Start of Provided data
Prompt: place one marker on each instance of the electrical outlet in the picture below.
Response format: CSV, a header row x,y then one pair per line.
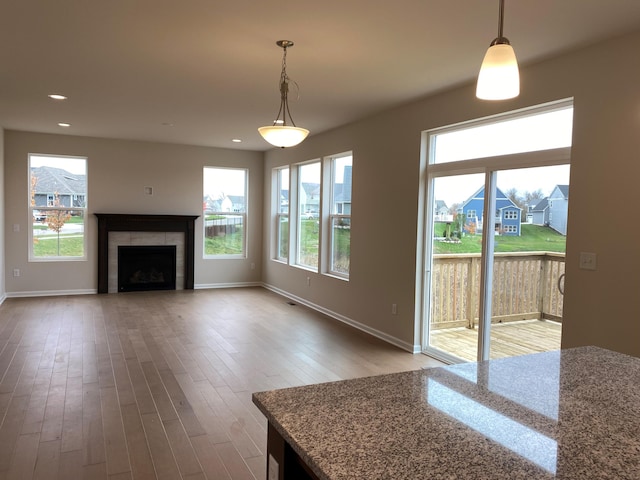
x,y
587,261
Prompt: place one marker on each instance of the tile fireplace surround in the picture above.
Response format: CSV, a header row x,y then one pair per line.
x,y
139,229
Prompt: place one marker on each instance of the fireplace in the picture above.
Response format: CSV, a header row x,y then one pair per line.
x,y
165,225
146,267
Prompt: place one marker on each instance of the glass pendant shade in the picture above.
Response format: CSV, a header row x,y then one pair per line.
x,y
499,78
283,136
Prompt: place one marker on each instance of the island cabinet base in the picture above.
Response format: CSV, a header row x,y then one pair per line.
x,y
283,463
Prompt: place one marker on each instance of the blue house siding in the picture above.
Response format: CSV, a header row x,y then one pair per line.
x,y
559,208
508,219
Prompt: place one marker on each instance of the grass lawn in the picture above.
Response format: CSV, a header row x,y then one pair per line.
x,y
534,238
65,246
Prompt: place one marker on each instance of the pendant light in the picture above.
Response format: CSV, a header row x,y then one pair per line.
x,y
282,133
499,78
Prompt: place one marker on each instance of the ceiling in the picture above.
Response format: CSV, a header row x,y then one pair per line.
x,y
203,72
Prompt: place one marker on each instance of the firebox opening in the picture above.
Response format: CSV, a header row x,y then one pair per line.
x,y
146,267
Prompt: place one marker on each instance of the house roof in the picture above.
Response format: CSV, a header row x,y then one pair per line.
x,y
541,205
562,189
204,73
51,180
502,200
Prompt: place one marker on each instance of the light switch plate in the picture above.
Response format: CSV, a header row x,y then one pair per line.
x,y
587,261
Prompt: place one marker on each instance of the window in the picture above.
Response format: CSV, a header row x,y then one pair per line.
x,y
282,213
225,212
308,232
475,275
57,207
340,214
311,215
543,130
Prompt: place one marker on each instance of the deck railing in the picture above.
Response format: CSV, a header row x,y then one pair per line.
x,y
525,286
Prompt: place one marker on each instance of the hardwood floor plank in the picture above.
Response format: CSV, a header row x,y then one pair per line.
x,y
139,455
24,457
114,437
155,385
212,464
72,417
93,444
47,461
183,452
163,459
70,465
10,429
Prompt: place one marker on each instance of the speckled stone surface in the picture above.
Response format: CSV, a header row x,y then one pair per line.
x,y
571,414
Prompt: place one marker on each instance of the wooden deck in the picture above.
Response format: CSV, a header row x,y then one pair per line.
x,y
507,339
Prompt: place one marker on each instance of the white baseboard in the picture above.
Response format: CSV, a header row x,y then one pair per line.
x,y
51,293
360,326
204,286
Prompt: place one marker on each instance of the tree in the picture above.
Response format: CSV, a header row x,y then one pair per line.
x,y
57,218
533,198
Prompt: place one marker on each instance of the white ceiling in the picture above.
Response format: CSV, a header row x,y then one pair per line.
x,y
203,72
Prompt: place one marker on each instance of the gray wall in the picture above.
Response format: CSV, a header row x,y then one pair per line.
x,y
602,307
2,218
117,172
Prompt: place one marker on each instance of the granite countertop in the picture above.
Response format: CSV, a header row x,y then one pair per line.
x,y
570,414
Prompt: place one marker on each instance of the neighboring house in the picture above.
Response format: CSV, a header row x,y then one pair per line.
x,y
342,194
310,197
284,201
559,208
237,203
70,189
508,214
553,210
540,212
218,205
441,212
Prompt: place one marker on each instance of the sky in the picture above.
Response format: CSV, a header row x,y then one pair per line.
x,y
77,166
541,131
230,181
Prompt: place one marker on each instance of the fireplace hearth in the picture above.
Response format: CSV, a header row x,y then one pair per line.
x,y
146,267
112,222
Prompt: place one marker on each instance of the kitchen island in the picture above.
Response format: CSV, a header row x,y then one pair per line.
x,y
570,414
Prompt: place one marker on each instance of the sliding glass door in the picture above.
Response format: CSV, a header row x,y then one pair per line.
x,y
495,236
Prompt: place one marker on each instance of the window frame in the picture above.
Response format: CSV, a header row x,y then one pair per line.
x,y
51,207
334,218
280,239
299,214
243,214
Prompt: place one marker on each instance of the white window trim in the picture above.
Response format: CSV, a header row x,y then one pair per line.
x,y
32,208
229,256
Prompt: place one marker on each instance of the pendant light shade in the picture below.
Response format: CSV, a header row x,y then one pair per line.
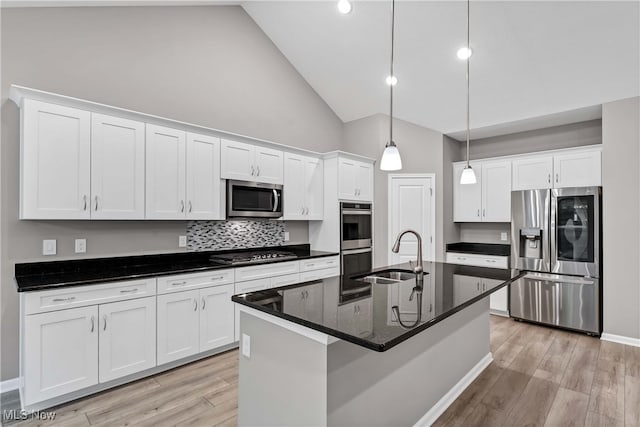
End of Provided data
**Required task**
Can you gather every line of the records that contains the string "shade" and copy each one in full? Case counts.

**The result**
Prompt: place one marker on each instance of the glass pendant shade in the picture above.
Prompt: place one marker on each instance of the pendant light shade in the picture below.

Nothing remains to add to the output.